Can you return, word for word, the part of the UI Automation post that opens with the words containing "Using UI Automation" and closes with "assistive technology apps."?

>> begin Quoted passage

Using UI Automation to enable web browsing with a switch device
This post describes how I used the Windows UI Automation (UIA) API in a Windows Forms app, in order to add support for web browsing with a switch device to one of my assistive technology apps.
Figure 1: Scan highlighting of a hyperlink on a web page.
Background
A couple of months ago I was contacted by a Rehabilitation Engineer who was considering using my 8 Way Speaker app to help a couple of people with severe disabilities. One of these people has MND/ALS and the other has Cerebral Palsy. But that app can't leverage 3rd party text-to-speech (TTS) voices installed on their devices, and that was blocking them from using the app. So I began work on a desktop app that might be of interest to the Rehabilitation Engineer and the people he works with, and which could use the additional installed voices that they have available. The new app is called My Way Speaker.
I first added a grid of buttons showing words and phrases, such that those words and phrases could be spoken using the default voice set up on the device. The buttons could be invoked through touch, mouse or keyboard input. After I released the first version of My Way Speaker, the Rehabilitation Engineer told me he’d also tested the app with two assistive technology tools which allow alternative forms of input, (including the free Camera Mouse head tracking app,) and that both had worked well.
I then needed to prioritize how I incorporated the other features of my 8 Way Speaker app into my new app, such that I was focusing first on the features that were of most interest to the Rehabilitation Engineer. The engineer’s feedback has turned out to be invaluable. He’s helped me understand usage scenarios for some of my earlier app’s features that I’d not even considered. For example, when I built the “Presentation Mode” feature for my 8 Way Speaker app, I was considering public speaking. (There’s a stand-up comic in the UK who can’t physically speak, so he uses a mobile device to deliver his speech.) And while I was considering scenarios around presentations, lectures and routines, the engineer pointed out that the app has potential to be useful to users delivering a set of questions to ask their doctor or when visiting a business. Or as he pointed out, maybe the user could build up a set of passages to speak when accessing services over the phone.
So I got lots of helpful feedback on features of the 8 Way Speaker app relating to Presentation Mode, multiple boards, and support for very small touch movements at the screen, but I learnt that what I really needed to work on next was support for switch device input. This led to me adding a basic scanning feature, controlled with a single switch device. Again, I got some great feedback on ways that the switch device input could be made more efficient, and all being well I’ll get to implement those before too long.
But some of the feedback which struck me most related to the human side of all this. The engineer pointed out that when people with MND/ALS are introduced to switch devices, this might be far too late for there to be any significant benefit. There’s a learning curve when becoming familiar with a new way of working at the computer, and depending on how familiar the person is with the various technologies involved, this can be a very frustrating and ultimately fruitless exercise.

>> end Quoted passage
>> begin Given material

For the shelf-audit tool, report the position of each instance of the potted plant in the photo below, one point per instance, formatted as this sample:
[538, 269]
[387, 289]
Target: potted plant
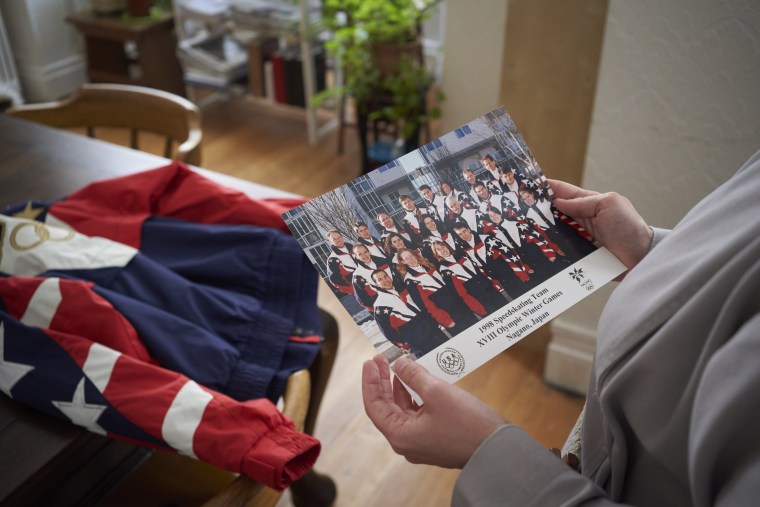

>> end Given material

**Reply to the task:**
Using UI Automation to enable web browsing with a switch device
This post describes how I used the Windows UI Automation (UIA) API in a Windows Forms app, in order to add support for web browsing with a switch device to one of my assistive technology apps.